───── Material for the task
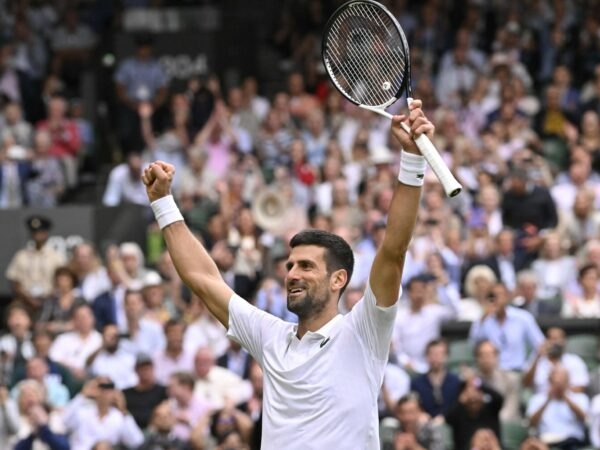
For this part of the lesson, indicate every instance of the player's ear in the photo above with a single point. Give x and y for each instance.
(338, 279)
──────────
───── Material for the task
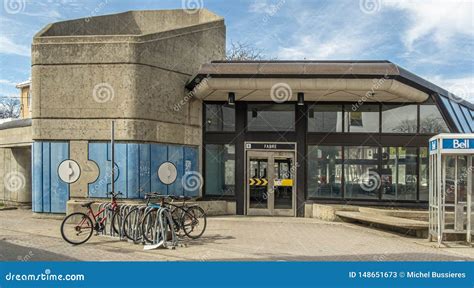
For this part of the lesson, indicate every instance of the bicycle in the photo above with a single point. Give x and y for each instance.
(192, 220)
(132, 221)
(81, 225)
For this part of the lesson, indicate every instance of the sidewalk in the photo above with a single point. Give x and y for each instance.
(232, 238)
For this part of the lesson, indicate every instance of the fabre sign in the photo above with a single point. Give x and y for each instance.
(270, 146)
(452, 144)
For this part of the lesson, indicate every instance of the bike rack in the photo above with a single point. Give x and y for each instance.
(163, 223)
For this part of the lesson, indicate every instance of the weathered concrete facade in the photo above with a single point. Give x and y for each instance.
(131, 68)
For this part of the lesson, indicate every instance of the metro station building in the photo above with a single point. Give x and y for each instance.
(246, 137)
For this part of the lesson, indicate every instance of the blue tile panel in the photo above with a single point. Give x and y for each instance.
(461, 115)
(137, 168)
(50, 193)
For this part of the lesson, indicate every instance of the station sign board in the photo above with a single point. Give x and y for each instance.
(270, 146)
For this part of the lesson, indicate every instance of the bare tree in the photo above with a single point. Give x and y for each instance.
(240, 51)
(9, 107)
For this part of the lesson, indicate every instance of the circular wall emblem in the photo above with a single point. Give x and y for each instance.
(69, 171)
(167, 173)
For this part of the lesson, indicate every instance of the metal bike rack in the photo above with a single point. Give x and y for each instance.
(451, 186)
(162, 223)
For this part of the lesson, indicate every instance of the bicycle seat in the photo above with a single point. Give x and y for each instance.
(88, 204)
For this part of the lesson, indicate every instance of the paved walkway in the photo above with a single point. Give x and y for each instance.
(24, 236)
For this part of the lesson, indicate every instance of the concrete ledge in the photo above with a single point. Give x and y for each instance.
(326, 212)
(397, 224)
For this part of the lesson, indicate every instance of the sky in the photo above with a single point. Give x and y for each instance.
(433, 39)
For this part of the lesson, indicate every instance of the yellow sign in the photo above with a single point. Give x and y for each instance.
──────────
Each line in the entries above, starting at the line with "of the station" and ending at the line with "of the yellow", is to be printed exactly, and only those lines.

For this part of the lesson, indicate every instance of the station sign board in the photo above with a single point. Give x and y for each instance.
(270, 146)
For this part of the lesson, indicate every instance of the bare tree in the photo above with a single point. Give x and y for each instance.
(240, 51)
(9, 107)
For this part of the lesson, indicate every instance of the circular wall emblem in the photo above with a single point. Give x and y for each instance.
(69, 171)
(167, 173)
For this part of the lesson, indicate every instance of the metal bike rack in the photo above with a single point. Give x and y for each instance.
(451, 186)
(162, 223)
For this part of the lesson, indicate every instance of the bicycle seat in the photo above with a single point. Give x and y for each instance.
(88, 204)
For this part of the lesson, indicate every instance of the paved walkway in the photo above with a single point. Give x and y for each instance.
(24, 236)
For this part of the lesson, indicate every instance of the concrete ledge in the photo above with a single point. Give x and y for each instance.
(326, 212)
(397, 224)
For this part of the lesson, indicate every instance of the sky in the photo above with a single point. Give x and y for each instance.
(433, 39)
For this part of the lesson, indicate every instance of the yellow sign in the photo above with a single point. Give x and y for each instance.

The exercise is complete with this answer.